◆ TASK ITEM: Only the lines of the data holding the string "pants" need to be returned.

BEGIN DATA PROVIDED

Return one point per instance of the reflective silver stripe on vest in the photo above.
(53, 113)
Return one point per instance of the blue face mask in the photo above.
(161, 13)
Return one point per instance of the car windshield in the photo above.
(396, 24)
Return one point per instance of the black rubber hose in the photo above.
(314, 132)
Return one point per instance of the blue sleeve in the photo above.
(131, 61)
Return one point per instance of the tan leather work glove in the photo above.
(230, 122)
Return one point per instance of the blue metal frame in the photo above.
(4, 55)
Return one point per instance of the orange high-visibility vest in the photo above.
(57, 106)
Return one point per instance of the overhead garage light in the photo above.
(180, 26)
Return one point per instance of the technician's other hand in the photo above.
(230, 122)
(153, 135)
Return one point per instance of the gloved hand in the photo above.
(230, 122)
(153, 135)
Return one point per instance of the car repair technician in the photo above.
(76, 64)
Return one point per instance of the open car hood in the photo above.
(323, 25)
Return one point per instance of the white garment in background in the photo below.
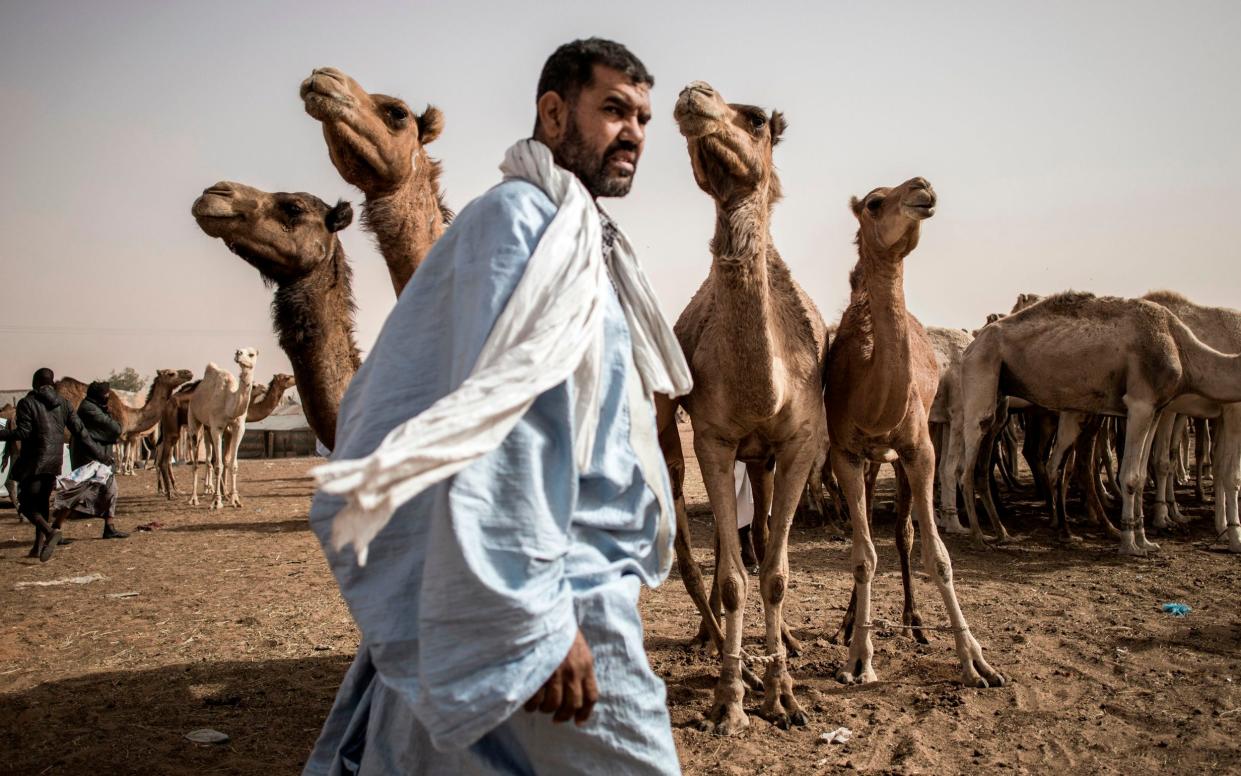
(745, 494)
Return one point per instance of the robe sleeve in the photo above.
(494, 611)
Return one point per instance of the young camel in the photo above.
(753, 342)
(880, 381)
(219, 405)
(1081, 354)
(379, 144)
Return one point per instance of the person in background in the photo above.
(42, 417)
(94, 496)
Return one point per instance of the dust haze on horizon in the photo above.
(1072, 147)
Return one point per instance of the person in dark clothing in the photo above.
(42, 417)
(94, 496)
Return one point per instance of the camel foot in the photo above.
(781, 707)
(725, 719)
(858, 672)
(792, 646)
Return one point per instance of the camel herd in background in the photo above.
(1096, 391)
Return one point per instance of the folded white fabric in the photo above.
(549, 332)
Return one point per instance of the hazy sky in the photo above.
(1086, 145)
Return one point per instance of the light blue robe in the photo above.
(473, 594)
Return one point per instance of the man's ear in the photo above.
(552, 117)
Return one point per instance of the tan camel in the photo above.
(379, 144)
(948, 345)
(219, 405)
(292, 240)
(880, 383)
(1081, 354)
(1220, 328)
(753, 340)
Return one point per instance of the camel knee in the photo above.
(775, 586)
(731, 592)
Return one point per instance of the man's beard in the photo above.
(592, 169)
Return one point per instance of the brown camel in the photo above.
(379, 144)
(881, 379)
(753, 340)
(292, 240)
(1220, 328)
(1081, 354)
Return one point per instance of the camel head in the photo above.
(282, 235)
(890, 219)
(246, 358)
(730, 144)
(374, 140)
(173, 378)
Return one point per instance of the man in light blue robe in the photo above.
(477, 590)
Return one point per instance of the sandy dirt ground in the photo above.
(231, 621)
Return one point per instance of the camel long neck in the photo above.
(406, 222)
(889, 373)
(266, 405)
(314, 320)
(742, 252)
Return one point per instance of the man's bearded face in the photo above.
(606, 132)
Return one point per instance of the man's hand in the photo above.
(571, 692)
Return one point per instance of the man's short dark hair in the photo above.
(572, 66)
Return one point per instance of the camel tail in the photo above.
(1206, 371)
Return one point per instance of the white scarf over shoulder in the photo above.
(551, 330)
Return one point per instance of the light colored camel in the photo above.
(880, 379)
(219, 406)
(948, 345)
(1220, 328)
(1081, 354)
(379, 144)
(753, 342)
(292, 240)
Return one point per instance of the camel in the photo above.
(1219, 328)
(1081, 354)
(219, 405)
(880, 381)
(379, 144)
(262, 402)
(266, 399)
(948, 345)
(292, 240)
(753, 342)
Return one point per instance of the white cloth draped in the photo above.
(550, 332)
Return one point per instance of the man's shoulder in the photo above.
(513, 200)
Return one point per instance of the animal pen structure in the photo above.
(282, 435)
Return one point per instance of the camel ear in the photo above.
(778, 124)
(339, 216)
(431, 123)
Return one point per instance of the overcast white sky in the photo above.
(1072, 145)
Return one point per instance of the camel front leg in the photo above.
(716, 458)
(1139, 425)
(850, 473)
(1160, 452)
(974, 669)
(792, 468)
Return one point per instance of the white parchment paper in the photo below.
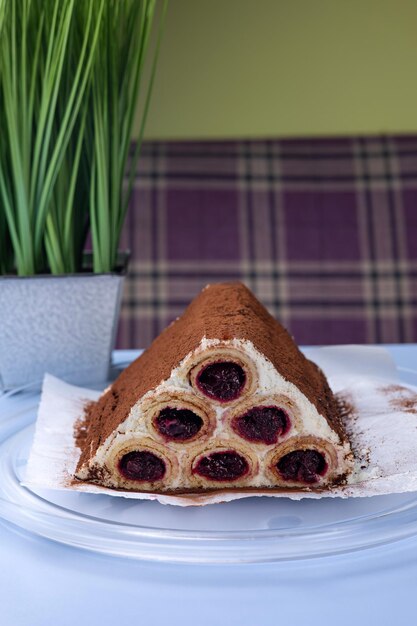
(383, 432)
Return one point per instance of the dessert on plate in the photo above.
(222, 399)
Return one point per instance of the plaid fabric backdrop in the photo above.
(323, 231)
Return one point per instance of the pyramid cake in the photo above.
(222, 399)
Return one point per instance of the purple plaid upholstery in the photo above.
(323, 231)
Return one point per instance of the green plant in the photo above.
(71, 72)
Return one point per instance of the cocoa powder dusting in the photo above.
(221, 311)
(401, 398)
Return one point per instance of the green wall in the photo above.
(253, 68)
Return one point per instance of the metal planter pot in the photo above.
(63, 325)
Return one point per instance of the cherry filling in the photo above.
(220, 466)
(263, 424)
(178, 424)
(142, 465)
(222, 381)
(302, 465)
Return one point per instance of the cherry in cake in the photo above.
(223, 398)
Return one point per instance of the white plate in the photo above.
(249, 530)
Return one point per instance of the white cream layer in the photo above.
(270, 382)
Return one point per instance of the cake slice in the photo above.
(222, 399)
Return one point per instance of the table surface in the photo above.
(44, 583)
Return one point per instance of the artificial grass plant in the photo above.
(71, 72)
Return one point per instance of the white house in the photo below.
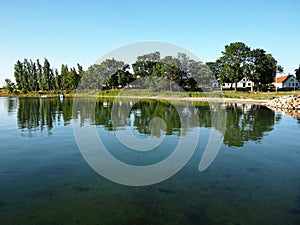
(287, 81)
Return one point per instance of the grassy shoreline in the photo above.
(192, 96)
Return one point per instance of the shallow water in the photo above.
(44, 179)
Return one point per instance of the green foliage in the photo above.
(10, 86)
(297, 73)
(238, 61)
(32, 76)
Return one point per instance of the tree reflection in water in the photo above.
(243, 122)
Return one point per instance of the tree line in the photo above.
(34, 76)
(239, 61)
(148, 71)
(157, 73)
(168, 72)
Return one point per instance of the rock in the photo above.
(285, 102)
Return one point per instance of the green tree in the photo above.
(261, 67)
(235, 56)
(9, 85)
(297, 73)
(18, 73)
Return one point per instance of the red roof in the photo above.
(281, 79)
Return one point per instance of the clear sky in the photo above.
(71, 32)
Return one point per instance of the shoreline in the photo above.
(170, 98)
(198, 99)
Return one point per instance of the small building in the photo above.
(287, 81)
(244, 83)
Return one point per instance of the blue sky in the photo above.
(70, 32)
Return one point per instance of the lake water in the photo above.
(44, 179)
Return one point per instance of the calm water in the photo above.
(255, 178)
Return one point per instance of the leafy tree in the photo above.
(262, 67)
(234, 60)
(10, 86)
(18, 73)
(297, 73)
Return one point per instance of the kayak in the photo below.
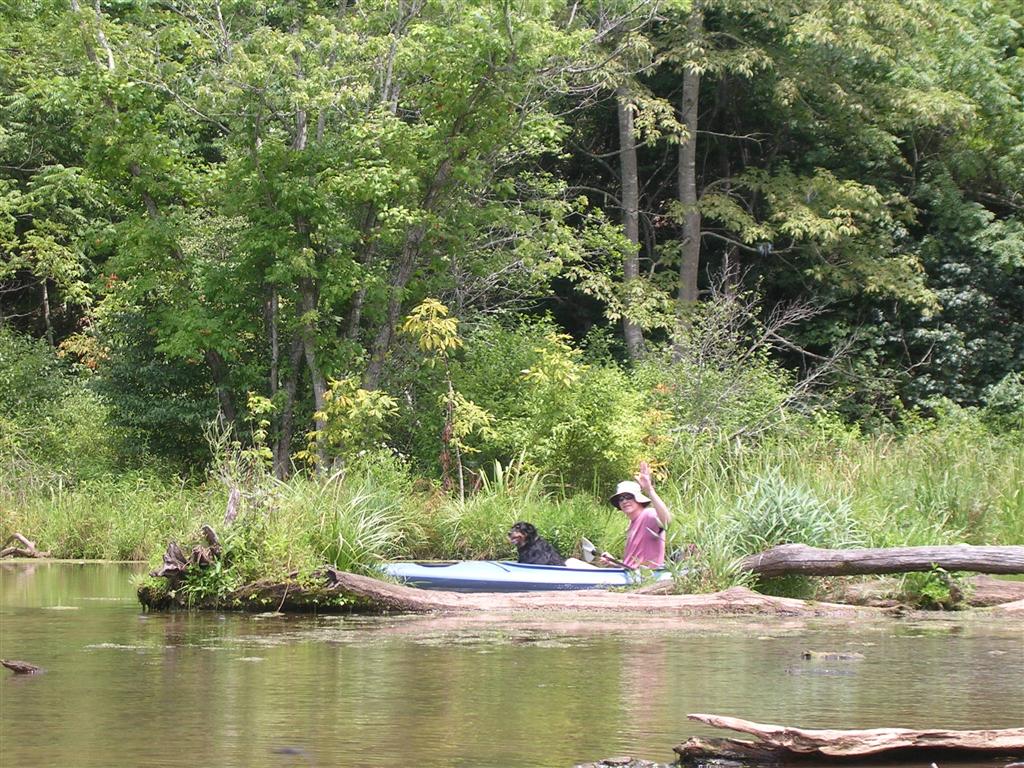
(505, 576)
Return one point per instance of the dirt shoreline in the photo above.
(349, 592)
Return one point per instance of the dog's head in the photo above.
(522, 534)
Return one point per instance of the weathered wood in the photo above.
(19, 668)
(28, 549)
(776, 740)
(354, 592)
(799, 558)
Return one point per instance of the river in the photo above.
(123, 687)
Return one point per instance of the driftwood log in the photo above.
(801, 559)
(777, 742)
(19, 668)
(342, 590)
(28, 549)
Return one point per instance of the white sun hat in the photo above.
(631, 487)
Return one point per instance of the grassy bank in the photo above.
(942, 483)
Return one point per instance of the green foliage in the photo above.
(583, 425)
(51, 422)
(775, 511)
(936, 589)
(354, 421)
(1004, 410)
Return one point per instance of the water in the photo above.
(123, 687)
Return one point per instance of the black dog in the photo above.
(532, 548)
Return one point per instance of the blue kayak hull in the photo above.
(501, 576)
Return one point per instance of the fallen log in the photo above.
(28, 549)
(351, 592)
(19, 668)
(799, 558)
(777, 742)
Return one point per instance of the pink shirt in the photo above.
(645, 541)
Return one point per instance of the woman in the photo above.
(648, 519)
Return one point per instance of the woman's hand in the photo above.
(644, 479)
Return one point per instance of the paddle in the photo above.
(590, 554)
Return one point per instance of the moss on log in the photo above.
(778, 742)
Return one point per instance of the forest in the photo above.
(394, 273)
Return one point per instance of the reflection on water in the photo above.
(123, 687)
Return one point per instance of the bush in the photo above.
(776, 511)
(585, 425)
(52, 425)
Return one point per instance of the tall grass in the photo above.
(943, 484)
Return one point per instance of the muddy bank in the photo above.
(350, 592)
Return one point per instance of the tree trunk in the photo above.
(309, 299)
(631, 211)
(779, 741)
(801, 559)
(689, 267)
(46, 312)
(283, 448)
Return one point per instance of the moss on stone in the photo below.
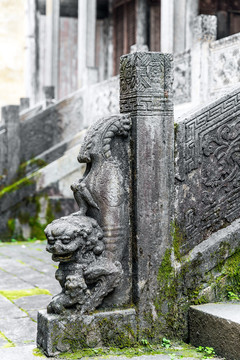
(111, 335)
(58, 206)
(177, 350)
(37, 352)
(178, 239)
(10, 343)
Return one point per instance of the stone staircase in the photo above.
(216, 325)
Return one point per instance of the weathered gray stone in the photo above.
(34, 302)
(146, 92)
(19, 332)
(217, 326)
(207, 169)
(85, 274)
(59, 333)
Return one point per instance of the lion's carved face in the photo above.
(72, 234)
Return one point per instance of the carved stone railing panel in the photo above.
(224, 65)
(182, 78)
(208, 169)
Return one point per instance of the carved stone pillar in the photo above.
(109, 252)
(146, 93)
(205, 31)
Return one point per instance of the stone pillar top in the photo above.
(145, 82)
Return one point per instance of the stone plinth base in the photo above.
(61, 333)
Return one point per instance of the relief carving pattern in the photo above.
(90, 243)
(208, 170)
(144, 84)
(182, 78)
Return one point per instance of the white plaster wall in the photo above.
(12, 49)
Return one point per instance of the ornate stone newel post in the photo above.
(110, 250)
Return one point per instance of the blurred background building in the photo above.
(59, 70)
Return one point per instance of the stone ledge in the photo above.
(218, 326)
(62, 333)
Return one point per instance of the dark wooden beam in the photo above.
(69, 8)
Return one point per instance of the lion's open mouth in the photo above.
(63, 257)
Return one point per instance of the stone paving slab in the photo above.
(27, 266)
(20, 331)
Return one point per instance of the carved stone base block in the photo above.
(62, 333)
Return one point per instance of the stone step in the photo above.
(216, 325)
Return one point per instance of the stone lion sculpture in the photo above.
(85, 275)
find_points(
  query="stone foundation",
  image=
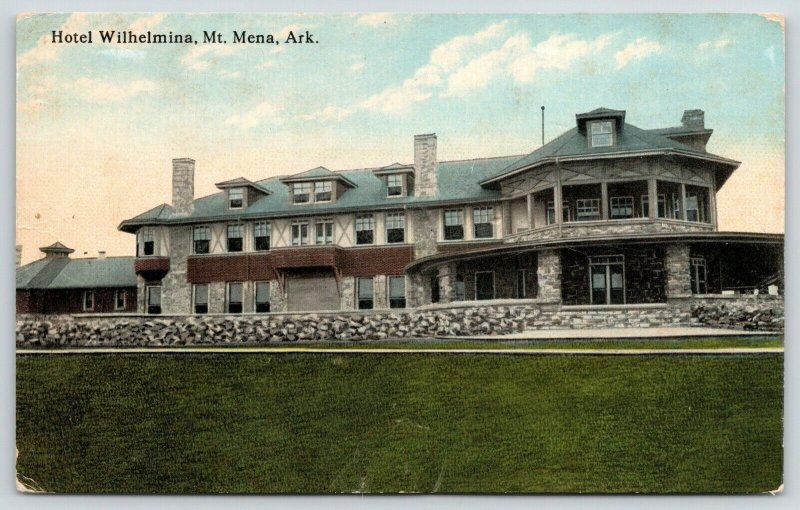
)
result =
(500, 317)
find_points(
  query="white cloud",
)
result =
(147, 23)
(637, 50)
(717, 45)
(264, 112)
(100, 91)
(200, 58)
(374, 19)
(229, 75)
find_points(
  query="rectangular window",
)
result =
(365, 229)
(322, 191)
(461, 290)
(120, 299)
(148, 244)
(397, 292)
(301, 192)
(365, 294)
(607, 280)
(200, 296)
(621, 207)
(88, 300)
(662, 206)
(299, 234)
(482, 218)
(202, 240)
(262, 297)
(587, 209)
(262, 232)
(234, 298)
(601, 134)
(697, 275)
(484, 285)
(324, 230)
(234, 238)
(153, 299)
(453, 224)
(395, 228)
(551, 212)
(235, 198)
(394, 186)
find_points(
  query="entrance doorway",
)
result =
(607, 280)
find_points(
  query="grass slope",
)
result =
(414, 423)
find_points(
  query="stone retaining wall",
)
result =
(454, 319)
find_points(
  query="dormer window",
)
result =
(235, 198)
(602, 134)
(322, 191)
(301, 192)
(394, 185)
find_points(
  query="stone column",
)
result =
(548, 272)
(652, 199)
(447, 283)
(677, 265)
(419, 290)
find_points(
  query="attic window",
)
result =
(301, 192)
(394, 186)
(602, 134)
(322, 191)
(235, 198)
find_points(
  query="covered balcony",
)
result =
(627, 207)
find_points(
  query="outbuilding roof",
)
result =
(66, 273)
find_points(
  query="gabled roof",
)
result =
(241, 182)
(458, 181)
(66, 273)
(56, 247)
(631, 141)
(316, 174)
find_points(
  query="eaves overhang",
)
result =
(424, 263)
(493, 181)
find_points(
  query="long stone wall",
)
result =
(499, 317)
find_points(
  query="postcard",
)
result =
(381, 253)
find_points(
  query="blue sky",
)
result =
(114, 115)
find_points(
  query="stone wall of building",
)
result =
(500, 317)
(176, 291)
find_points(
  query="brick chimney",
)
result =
(425, 180)
(693, 119)
(182, 185)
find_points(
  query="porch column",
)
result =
(652, 199)
(677, 265)
(447, 283)
(419, 291)
(548, 272)
(557, 204)
(506, 218)
(683, 201)
(530, 210)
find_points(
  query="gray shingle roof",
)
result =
(630, 139)
(65, 273)
(458, 181)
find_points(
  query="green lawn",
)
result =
(408, 422)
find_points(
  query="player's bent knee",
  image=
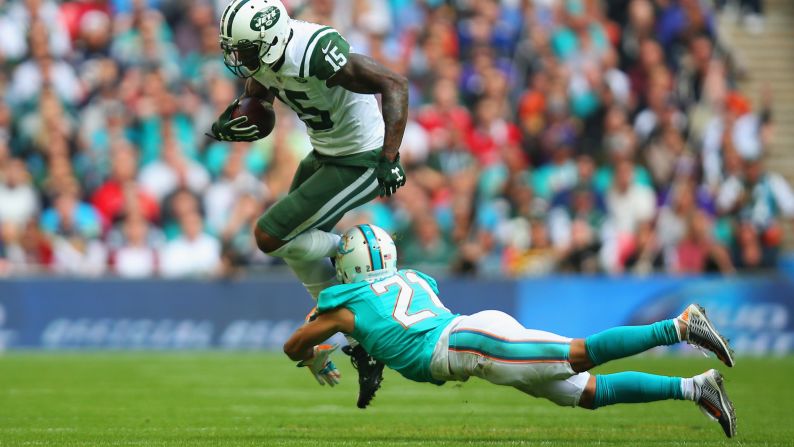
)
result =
(565, 393)
(266, 242)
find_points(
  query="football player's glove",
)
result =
(321, 366)
(227, 128)
(391, 175)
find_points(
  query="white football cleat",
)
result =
(700, 332)
(714, 402)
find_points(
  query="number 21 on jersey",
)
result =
(405, 295)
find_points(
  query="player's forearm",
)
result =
(253, 89)
(395, 114)
(299, 354)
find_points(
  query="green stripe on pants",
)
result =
(320, 195)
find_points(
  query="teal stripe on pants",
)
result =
(506, 349)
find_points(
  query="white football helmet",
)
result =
(365, 253)
(253, 32)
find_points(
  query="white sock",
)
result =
(680, 327)
(310, 245)
(689, 389)
(316, 275)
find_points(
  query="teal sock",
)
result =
(634, 387)
(626, 341)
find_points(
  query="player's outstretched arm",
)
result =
(300, 345)
(361, 74)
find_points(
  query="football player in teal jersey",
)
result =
(312, 69)
(399, 319)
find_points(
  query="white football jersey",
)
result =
(340, 122)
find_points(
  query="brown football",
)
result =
(259, 113)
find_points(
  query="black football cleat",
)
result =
(370, 373)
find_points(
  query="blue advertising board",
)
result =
(756, 313)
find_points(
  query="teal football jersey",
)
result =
(399, 319)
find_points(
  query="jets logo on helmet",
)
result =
(252, 33)
(365, 253)
(265, 19)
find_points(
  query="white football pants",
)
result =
(494, 346)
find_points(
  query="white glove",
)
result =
(321, 366)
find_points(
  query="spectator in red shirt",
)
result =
(492, 133)
(120, 192)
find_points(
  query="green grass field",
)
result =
(255, 399)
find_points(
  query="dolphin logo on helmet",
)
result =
(365, 253)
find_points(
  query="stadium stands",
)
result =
(545, 136)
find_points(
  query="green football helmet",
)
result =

END DATA PROVIDED

◆ EXERCISE RESPONSE:
  query="green stripe on pants",
  query="teal stripe on pants",
  query="white football pants",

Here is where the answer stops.